=== Stated goal ===
Rewrite the rows below as a numbered list, dropping any blank lines.
-- start Data shown --
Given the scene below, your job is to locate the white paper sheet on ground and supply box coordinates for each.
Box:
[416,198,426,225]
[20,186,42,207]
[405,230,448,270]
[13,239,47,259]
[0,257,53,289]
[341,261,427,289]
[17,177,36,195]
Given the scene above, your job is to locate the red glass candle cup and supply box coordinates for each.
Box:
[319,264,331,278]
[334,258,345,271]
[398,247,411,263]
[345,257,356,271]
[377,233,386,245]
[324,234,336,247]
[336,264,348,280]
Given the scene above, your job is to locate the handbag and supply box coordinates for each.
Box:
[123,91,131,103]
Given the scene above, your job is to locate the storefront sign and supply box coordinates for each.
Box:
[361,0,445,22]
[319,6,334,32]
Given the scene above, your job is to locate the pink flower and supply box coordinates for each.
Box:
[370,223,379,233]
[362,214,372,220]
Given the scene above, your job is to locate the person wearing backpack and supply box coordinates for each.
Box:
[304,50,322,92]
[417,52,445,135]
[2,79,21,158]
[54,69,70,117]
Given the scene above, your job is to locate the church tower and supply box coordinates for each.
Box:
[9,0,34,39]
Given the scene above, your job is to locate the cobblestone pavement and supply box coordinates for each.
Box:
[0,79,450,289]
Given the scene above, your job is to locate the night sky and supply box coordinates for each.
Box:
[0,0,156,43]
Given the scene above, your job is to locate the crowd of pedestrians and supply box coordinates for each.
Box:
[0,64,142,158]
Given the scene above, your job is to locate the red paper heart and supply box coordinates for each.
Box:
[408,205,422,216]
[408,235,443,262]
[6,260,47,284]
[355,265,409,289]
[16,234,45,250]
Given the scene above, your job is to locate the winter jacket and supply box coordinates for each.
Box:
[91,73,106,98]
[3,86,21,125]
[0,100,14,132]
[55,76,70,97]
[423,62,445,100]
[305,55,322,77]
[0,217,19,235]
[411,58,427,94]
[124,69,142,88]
-- end Data shown --
=== Output ===
1. Given the scene below, your job is to locate the white paper sheet on ground and supply box coordinates for each.
2. Box:
3. [416,198,426,225]
4. [20,186,42,207]
5. [405,230,448,270]
6. [13,239,47,259]
7. [0,257,53,289]
8. [341,261,427,289]
9. [17,177,36,195]
10. Given the scene above, your job is to locate the red glass candle cup and supply box coordinates for each.
11. Box:
12. [319,264,331,278]
13. [334,258,345,271]
14. [398,247,411,263]
15. [345,257,356,271]
16. [377,233,386,245]
17. [324,234,336,247]
18. [336,264,348,280]
19. Given the scene above, your job is to locate the handbag and supply box coordinates for each.
20. Box:
21. [123,91,131,103]
22. Given the scene above, your job is to locate the storefront sign and supply box coordinates for each.
23. Box:
24. [361,0,445,22]
25. [319,6,334,32]
26. Given the scene above, your job is to locate the pink flower and supply box coordinates for each.
27. Box:
28. [370,223,379,233]
29. [362,214,372,220]
30. Given the scene above, your job is to locate the person wearing backpack and supply box coordinates for each.
31. Box:
32. [304,50,322,92]
33. [417,52,445,135]
34. [2,79,21,158]
35. [54,69,70,117]
36. Given the scene above, your job is to locate the church tower and supply box coordinates for each.
37. Box:
38. [9,0,34,39]
39. Given the scene above, your job is to locate the cobblestone pavement and supply box coordinates for each.
40. Box:
41. [0,79,450,289]
42. Given the scene above, your job is to locate the night sky and supply box coordinates for each.
43. Box:
44. [0,0,156,43]
45. Given the scene above, your job is to locate the crowd of pedestrians and supply box coordinates for each.
46. Box:
47. [0,64,142,158]
48. Given the scene above, your job is to locate the red paper heart and supply box coordinates for each.
49. Box:
50. [408,205,422,216]
51. [408,235,443,262]
52. [6,260,47,284]
53. [355,265,409,289]
54. [16,234,45,250]
55. Given the scene above, your job is to locate the winter jacket and supply box coordinates for each.
56. Box:
57. [91,73,106,98]
58. [3,86,21,125]
59. [0,100,14,132]
60. [55,76,70,97]
61. [423,62,445,100]
62. [305,55,322,77]
63. [0,217,19,235]
64. [411,58,427,94]
65. [124,69,142,88]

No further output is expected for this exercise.